--- Start Dataset content ---
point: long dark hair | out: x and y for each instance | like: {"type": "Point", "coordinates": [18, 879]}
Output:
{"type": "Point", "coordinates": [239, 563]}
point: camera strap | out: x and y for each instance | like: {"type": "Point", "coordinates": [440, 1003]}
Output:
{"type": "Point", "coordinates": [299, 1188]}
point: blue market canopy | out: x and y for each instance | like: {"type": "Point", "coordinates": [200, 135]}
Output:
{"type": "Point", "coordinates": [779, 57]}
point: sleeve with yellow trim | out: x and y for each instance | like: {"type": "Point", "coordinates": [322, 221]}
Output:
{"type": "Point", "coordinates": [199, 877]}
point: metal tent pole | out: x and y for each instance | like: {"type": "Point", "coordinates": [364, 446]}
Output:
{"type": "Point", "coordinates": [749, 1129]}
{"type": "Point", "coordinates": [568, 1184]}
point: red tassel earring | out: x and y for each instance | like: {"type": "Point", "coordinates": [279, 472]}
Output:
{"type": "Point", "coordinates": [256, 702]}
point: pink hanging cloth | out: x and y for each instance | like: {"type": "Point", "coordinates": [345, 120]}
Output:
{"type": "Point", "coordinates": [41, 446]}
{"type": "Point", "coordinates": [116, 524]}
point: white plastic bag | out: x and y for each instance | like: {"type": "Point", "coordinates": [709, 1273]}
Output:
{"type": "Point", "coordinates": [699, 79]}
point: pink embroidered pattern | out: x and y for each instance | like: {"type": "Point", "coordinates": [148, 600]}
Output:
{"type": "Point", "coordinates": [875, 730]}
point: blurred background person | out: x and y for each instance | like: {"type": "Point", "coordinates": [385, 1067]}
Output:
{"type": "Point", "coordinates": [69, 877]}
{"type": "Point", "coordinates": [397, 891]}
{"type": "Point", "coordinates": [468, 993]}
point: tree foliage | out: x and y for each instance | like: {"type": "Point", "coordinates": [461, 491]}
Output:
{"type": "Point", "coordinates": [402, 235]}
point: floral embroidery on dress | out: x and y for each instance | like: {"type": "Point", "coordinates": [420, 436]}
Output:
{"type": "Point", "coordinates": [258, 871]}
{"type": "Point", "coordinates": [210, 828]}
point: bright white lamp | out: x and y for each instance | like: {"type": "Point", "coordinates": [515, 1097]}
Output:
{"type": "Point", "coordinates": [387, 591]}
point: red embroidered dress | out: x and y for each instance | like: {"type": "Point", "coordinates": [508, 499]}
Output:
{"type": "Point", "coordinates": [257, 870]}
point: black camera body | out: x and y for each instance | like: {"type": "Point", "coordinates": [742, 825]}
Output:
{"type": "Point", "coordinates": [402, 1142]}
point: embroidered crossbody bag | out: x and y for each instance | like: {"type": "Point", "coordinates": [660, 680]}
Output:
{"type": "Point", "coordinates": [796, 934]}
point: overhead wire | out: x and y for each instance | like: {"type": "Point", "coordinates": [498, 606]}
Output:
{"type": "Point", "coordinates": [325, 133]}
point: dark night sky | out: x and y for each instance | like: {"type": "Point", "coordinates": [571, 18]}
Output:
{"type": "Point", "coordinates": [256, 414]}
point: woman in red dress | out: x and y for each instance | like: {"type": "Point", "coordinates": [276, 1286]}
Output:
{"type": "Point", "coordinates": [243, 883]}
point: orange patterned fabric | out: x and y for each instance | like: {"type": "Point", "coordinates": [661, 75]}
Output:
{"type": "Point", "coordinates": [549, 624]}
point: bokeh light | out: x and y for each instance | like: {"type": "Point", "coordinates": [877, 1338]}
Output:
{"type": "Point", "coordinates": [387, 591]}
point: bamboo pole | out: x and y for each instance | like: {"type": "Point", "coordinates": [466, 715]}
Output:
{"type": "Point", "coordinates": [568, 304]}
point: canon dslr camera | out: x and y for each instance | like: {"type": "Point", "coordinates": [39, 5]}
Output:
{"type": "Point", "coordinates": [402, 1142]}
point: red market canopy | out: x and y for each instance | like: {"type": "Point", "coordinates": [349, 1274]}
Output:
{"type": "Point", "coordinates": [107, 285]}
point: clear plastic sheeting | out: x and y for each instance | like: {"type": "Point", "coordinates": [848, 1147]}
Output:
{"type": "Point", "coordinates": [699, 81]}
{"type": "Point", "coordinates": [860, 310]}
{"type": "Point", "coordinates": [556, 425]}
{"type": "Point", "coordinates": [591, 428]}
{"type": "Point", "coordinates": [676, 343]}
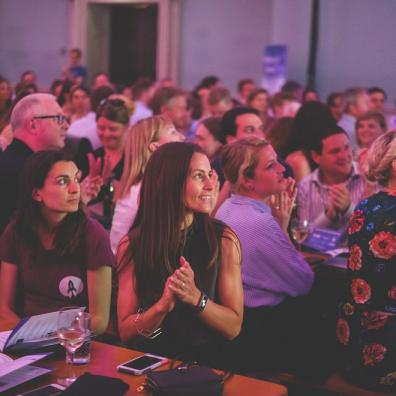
--- End Dataset content ---
[Your objective] Edit the entries by replacing "for each instance" with "for every instance" wherever it appears, keeping everything else unchanged. Omit the pictures from your version.

[Output for this exercise]
point: long dark hair | out: x and y for every instance | like: {"type": "Point", "coordinates": [18, 879]}
Output:
{"type": "Point", "coordinates": [239, 563]}
point: camera strap | out: x and y for every instance | like: {"type": "Point", "coordinates": [440, 1003]}
Output:
{"type": "Point", "coordinates": [299, 1188]}
point: blue market canopy | out: x and y for every instance | like: {"type": "Point", "coordinates": [200, 135]}
Output:
{"type": "Point", "coordinates": [779, 57]}
point: sleeve with yellow trim | out: x and y for every instance | like: {"type": "Point", "coordinates": [322, 221]}
Output:
{"type": "Point", "coordinates": [199, 877]}
point: metal tent pole | out: x and y for every instance | like: {"type": "Point", "coordinates": [364, 446]}
Output:
{"type": "Point", "coordinates": [749, 1129]}
{"type": "Point", "coordinates": [568, 1184]}
point: red tassel earring | out: x and y for every instance | like: {"type": "Point", "coordinates": [279, 472]}
Output:
{"type": "Point", "coordinates": [256, 702]}
point: pink hanging cloth | out: x and y for every instance | like: {"type": "Point", "coordinates": [345, 120]}
Output:
{"type": "Point", "coordinates": [41, 446]}
{"type": "Point", "coordinates": [116, 524]}
point: white plastic bag | out: x and y for every instance | like: {"type": "Point", "coordinates": [709, 1273]}
Output:
{"type": "Point", "coordinates": [699, 79]}
point: pink embroidered pattern | out: x and y for every instance | like: {"type": "Point", "coordinates": [148, 600]}
Output:
{"type": "Point", "coordinates": [875, 730]}
point: blurred background person | out: x and y for every instance | like: {"type": "Point", "coordinates": [385, 1067]}
Output:
{"type": "Point", "coordinates": [69, 877]}
{"type": "Point", "coordinates": [397, 891]}
{"type": "Point", "coordinates": [468, 993]}
point: tree foliage | out: x and y for every instance | like: {"type": "Point", "coordinates": [461, 491]}
Output:
{"type": "Point", "coordinates": [402, 235]}
point: floral embroidery on dress | out: x and y for every instance | like: {"type": "Point", "coordinates": [420, 436]}
Output:
{"type": "Point", "coordinates": [258, 871]}
{"type": "Point", "coordinates": [210, 828]}
point: bright white lamp | out: x and y for every instance | like: {"type": "Point", "coordinates": [515, 1097]}
Output:
{"type": "Point", "coordinates": [387, 591]}
point: red embroidered dress | out: x and y for every instance | like: {"type": "Point", "coordinates": [508, 499]}
Output:
{"type": "Point", "coordinates": [257, 870]}
point: black camera body | out: x and y for every instance | like: {"type": "Point", "coordinates": [742, 825]}
Output:
{"type": "Point", "coordinates": [402, 1142]}
point: embroidered crossbody bag | out: x and y for every instance | like: {"type": "Point", "coordinates": [660, 680]}
Output:
{"type": "Point", "coordinates": [796, 934]}
point: overhead wire | out: x and y for every instance | like: {"type": "Point", "coordinates": [498, 606]}
Output:
{"type": "Point", "coordinates": [325, 133]}
point: dark night sky | out: x and y for every instance | like: {"type": "Point", "coordinates": [571, 18]}
Output:
{"type": "Point", "coordinates": [256, 414]}
point: woman in red dress | out: x and y for every instance | like: {"type": "Point", "coordinates": [276, 1286]}
Output:
{"type": "Point", "coordinates": [243, 883]}
point: orange patterned fabric | out: x and y for every instance | like: {"type": "Point", "coordinates": [661, 75]}
Output:
{"type": "Point", "coordinates": [549, 624]}
point: bokeh light | out: x and y for every instance | like: {"type": "Point", "coordinates": [877, 1338]}
Output:
{"type": "Point", "coordinates": [387, 591]}
point: bamboo pole | out: x and y for every instance | like: {"type": "Point", "coordinates": [466, 715]}
Output:
{"type": "Point", "coordinates": [568, 304]}
point: canon dslr camera | out: x and y for every instance | like: {"type": "Point", "coordinates": [39, 5]}
Output:
{"type": "Point", "coordinates": [402, 1142]}
point: red market canopy | out: x and y for every instance | like: {"type": "Point", "coordinates": [349, 1274]}
Output:
{"type": "Point", "coordinates": [107, 285]}
point: clear plastic sheeting | out: x and y for every instance | like: {"type": "Point", "coordinates": [848, 1147]}
Output:
{"type": "Point", "coordinates": [699, 81]}
{"type": "Point", "coordinates": [860, 310]}
{"type": "Point", "coordinates": [556, 425]}
{"type": "Point", "coordinates": [591, 428]}
{"type": "Point", "coordinates": [676, 343]}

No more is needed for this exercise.